In [23]:
import numpy as np
import pandas as pd
import xarray as xr
import h5py
import properscoring as ps

In [8]:
#Load indices
idx = {"u10":0, "v10":1, "t2m":2, "t850":3, "z500":4}
mean = np.load("../../data/stats_v0/global_means.npy").squeeze()
std = np.load("../../data/stats_v0/global_stds.npy").squeeze()

In [9]:
# Open dataset
path_test = "../../data/predictions/ensemble_2022.h5"
test = xr.open_dataset(path_test)

y_test = test.ground_truth
x_single = test.predictions.isel(phony_dim_5 = 0)
x_ens = test.predictions.isel(phony_dim_5 = slice(1,51))

In [30]:
n_var = len(idx) + 2 # Windspeed and precip
length = y_test.shape[1]

In [31]:
# Slicing of Era5 data
variables = np.array([0,1,2,5,14])
time_slice = np.arange(0,(365*4),4)
time_slice_gap = np.arange(0,(366*4),4)

#Use old slices for beginning
lat_subset = slice(60,220)
lon_subset = np.append(np.arange(1390, 1440), np.arange(0, 170))

lat_range = lat_subset.stop - lat_subset.start
lon_range= len(lon_subset)#img_y_subset.stop - img_y_subset.start

# Create h5 file

In [32]:
filename = "../../data/results/crps_metrics.h5"
f = h5py.File(filename, 'a')

try:
    data = f.create_dataset(name = "climatology", shape = (n_var, lat_range, lon_range), dtype = np.float32)
except:
    del f["climatology"]
    data = f.create_dataset(name = "climatology", shape = (n_var, lat_range, lon_range), dtype = np.float32)
──────────
_REQUIRED TASK A_
Summarize the notebook code in two sentences.
_REQUIRED TASK B_
Answer these questions on the notebook code, one per line:
(i) What path is assigned to path_test?
(ii) What index does "t850" map to in idx?
(iii) What dtype is given when the "climatology" dataset is created?
_REQUIRED TASK C_
Reproduce the part of the notebook code between "y_test = test.ground_truth" and "time_slice = np.arange(0,(365*4),4)", inclusive.
──────────
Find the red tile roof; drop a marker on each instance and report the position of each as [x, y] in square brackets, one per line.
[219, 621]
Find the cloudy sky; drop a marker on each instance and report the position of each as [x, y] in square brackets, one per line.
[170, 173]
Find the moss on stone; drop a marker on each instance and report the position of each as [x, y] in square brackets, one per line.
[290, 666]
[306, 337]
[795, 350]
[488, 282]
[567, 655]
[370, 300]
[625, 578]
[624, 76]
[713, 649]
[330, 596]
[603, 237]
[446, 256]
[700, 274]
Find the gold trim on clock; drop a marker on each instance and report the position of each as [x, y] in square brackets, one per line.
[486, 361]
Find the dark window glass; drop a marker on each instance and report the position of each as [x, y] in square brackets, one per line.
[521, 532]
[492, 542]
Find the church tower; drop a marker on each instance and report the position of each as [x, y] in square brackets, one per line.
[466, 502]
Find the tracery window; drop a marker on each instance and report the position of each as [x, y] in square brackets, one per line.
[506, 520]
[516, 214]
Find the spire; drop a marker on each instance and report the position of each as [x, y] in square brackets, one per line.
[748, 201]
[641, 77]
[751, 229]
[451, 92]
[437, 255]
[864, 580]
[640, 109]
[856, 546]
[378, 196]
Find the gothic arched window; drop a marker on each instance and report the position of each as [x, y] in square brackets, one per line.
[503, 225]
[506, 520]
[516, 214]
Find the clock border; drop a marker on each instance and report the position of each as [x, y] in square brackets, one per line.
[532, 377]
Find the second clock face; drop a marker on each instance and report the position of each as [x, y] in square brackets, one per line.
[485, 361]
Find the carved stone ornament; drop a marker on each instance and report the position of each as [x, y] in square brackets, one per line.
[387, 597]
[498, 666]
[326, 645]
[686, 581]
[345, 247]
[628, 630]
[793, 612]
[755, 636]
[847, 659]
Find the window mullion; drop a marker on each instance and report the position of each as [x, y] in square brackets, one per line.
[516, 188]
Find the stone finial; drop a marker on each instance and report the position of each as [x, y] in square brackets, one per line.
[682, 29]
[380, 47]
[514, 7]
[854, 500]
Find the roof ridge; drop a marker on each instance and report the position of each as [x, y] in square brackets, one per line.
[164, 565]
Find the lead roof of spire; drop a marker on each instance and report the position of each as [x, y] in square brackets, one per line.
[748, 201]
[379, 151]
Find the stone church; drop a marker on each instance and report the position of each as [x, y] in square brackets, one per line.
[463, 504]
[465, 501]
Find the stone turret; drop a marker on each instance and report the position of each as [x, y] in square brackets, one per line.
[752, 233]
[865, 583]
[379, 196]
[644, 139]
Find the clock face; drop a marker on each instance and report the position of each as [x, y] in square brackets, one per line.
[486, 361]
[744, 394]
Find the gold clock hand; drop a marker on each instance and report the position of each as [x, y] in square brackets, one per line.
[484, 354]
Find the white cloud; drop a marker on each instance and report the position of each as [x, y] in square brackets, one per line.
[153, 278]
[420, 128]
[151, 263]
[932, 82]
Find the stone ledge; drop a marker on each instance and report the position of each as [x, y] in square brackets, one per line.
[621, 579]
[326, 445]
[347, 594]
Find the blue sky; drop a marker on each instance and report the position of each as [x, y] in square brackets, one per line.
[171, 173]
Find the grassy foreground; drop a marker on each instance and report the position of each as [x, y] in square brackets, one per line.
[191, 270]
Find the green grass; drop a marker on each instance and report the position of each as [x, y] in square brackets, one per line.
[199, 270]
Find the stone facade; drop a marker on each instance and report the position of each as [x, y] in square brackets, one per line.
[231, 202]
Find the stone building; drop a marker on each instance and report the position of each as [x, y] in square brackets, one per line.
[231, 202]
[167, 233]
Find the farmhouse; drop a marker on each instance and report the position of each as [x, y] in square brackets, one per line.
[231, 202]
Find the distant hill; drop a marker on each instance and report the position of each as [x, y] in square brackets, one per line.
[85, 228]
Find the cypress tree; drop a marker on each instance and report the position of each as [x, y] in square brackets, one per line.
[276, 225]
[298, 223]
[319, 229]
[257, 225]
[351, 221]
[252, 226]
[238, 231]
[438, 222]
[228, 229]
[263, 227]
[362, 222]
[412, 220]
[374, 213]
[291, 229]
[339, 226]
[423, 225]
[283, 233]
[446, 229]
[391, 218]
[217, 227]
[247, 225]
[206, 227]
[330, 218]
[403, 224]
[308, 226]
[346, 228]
──────────
_ANSWER A_
The notebook code imports NumPy, pandas, xarray, h5py and properscoring, loads global means and standard deviations, and opens an ensemble prediction dataset from which it takes the ground truth, a single prediction and the ensemble members. It then sets the variable count and the time, latitude and longitude slices, and opens an HDF5 file in which it creates a float32 dataset named "climatology", deleting and recreating that dataset if the first attempt fails.

_ANSWER B_
(i) "../../data/predictions/ensemble_2022.h5"
(ii) 3
(iii) np.float32

_ANSWER C_
y_test = test.ground_truth
x_single = test.predictions.isel(phony_dim_5 = 0)
x_ens = test.predictions.isel(phony_dim_5 = slice(1,51))

In [30]:
n_var = len(idx) + 2 # Windspeed and precip
length = y_test.shape[1]

In [31]:
# Slicing of Era5 data
variables = np.array([0,1,2,5,14])
time_slice = np.arange(0,(365*4),4)